From the entries below, reproduce exactly the line containing "[bbox-request] senegal jersey", the line containing "[bbox-request] finger", and every line in between, with nothing added.

* Material provided
%%

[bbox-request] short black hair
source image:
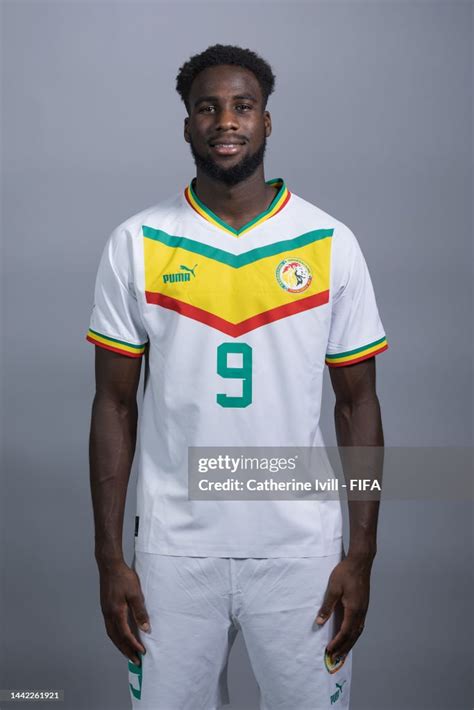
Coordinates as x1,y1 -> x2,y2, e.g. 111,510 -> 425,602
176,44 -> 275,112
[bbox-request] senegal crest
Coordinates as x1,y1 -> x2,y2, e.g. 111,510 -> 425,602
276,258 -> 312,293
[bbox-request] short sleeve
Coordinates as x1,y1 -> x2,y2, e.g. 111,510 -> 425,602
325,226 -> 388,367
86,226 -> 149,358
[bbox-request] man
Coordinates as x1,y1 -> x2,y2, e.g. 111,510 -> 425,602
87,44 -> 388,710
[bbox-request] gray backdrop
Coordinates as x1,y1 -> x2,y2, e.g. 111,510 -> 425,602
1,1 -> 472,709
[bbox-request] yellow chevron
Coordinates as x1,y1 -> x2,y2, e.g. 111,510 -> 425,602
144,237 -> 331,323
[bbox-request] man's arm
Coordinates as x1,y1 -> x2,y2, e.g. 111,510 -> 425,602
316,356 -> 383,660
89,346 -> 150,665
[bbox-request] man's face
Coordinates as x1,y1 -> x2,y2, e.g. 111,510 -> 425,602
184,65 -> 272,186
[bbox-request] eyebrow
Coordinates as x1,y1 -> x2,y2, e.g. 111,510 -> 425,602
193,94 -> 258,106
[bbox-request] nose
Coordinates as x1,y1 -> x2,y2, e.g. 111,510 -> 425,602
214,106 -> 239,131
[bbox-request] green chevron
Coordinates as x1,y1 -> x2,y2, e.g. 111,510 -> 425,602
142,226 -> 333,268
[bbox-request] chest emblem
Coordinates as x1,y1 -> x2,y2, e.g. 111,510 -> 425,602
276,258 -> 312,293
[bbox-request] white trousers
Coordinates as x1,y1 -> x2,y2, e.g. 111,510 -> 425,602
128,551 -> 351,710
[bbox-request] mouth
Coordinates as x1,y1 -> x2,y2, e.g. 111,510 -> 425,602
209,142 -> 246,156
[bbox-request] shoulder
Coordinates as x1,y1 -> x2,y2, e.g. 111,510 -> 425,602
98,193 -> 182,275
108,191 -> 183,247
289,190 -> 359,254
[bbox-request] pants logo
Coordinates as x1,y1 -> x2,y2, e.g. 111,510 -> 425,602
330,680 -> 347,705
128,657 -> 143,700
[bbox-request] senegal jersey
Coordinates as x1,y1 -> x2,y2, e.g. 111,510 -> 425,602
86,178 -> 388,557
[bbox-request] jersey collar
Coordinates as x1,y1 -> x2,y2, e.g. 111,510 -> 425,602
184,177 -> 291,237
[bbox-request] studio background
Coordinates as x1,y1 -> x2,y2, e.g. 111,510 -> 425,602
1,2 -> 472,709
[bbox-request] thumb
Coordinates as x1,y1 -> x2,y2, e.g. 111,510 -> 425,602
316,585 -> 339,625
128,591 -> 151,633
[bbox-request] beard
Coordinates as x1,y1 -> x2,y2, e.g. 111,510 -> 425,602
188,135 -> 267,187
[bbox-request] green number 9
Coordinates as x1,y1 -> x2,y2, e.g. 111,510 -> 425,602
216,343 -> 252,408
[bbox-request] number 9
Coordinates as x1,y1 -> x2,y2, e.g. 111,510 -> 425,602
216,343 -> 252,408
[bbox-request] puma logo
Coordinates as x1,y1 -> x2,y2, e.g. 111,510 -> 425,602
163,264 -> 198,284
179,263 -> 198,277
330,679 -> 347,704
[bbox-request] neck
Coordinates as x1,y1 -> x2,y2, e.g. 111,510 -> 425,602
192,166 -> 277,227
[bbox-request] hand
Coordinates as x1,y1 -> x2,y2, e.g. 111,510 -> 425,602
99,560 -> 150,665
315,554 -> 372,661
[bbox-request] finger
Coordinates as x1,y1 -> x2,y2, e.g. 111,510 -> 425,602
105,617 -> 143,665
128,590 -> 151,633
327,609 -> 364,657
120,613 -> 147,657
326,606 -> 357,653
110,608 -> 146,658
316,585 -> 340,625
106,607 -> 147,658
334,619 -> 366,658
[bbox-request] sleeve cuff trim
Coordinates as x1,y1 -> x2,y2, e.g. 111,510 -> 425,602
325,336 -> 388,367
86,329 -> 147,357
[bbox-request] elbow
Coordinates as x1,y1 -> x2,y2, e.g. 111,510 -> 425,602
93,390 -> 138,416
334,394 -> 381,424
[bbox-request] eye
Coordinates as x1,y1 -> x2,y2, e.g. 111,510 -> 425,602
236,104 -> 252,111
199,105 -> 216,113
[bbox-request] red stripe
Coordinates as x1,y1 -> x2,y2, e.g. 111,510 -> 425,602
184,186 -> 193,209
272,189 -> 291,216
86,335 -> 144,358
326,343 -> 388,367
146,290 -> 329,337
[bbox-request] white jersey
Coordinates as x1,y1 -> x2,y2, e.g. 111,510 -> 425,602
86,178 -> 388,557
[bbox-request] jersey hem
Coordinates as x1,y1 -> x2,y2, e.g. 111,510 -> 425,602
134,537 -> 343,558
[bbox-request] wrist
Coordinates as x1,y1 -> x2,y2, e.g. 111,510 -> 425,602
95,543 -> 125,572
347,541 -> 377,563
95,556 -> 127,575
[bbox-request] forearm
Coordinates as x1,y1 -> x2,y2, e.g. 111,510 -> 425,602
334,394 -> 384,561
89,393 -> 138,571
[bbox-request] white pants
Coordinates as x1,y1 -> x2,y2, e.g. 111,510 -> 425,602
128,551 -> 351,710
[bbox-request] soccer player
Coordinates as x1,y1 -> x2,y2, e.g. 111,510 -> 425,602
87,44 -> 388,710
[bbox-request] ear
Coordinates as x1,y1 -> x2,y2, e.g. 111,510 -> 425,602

%%

* Response to this task
[bbox-request] senegal jersey
Coordinates as x1,y1 -> x2,y2, e.g. 111,510 -> 425,602
86,178 -> 388,557
[bbox-request] jersey collar
Coordinates as x1,y1 -> x2,y2, e.g. 111,510 -> 425,602
184,177 -> 291,237
[bbox-request] studio background
Coordinates as x1,y1 -> x2,y2, e.g. 111,510 -> 425,602
1,2 -> 472,709
[bbox-request] thumb
Coordinates as x1,y1 -> x2,y2, e.g. 111,510 -> 425,602
316,585 -> 339,625
128,591 -> 151,633
[bbox-request] beard
Coordinates as x1,y1 -> x2,y2, e.g. 111,510 -> 425,602
188,135 -> 267,187
[bbox-request] green number 9
Coordinates as x1,y1 -> x2,y2, e.g. 111,510 -> 425,602
216,343 -> 252,408
[bbox-request] number 9
Coordinates as x1,y1 -> x2,y2, e.g. 111,510 -> 425,602
216,343 -> 252,408
[bbox-request] puma logo
Coordinates as x1,y1 -> x2,y2, e.g. 111,510 -> 425,602
163,264 -> 198,284
179,263 -> 198,277
330,679 -> 347,704
[bbox-request] neck
Coordinates as x1,y1 -> x2,y2, e.g. 111,510 -> 425,602
192,166 -> 277,227
[bbox-request] hand
Coordinates as x1,y1 -> x2,y2, e.g. 111,510 -> 425,602
99,560 -> 150,665
315,554 -> 372,661
[bbox-request] finger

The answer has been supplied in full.